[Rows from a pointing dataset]
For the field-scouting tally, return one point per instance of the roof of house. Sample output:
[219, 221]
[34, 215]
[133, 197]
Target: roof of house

● Given problem
Retype every item above verbatim.

● Result of the exercise
For the field-scouting tally, return one point per instance of the roof of house. Sample output:
[219, 221]
[34, 215]
[133, 197]
Target: roof of house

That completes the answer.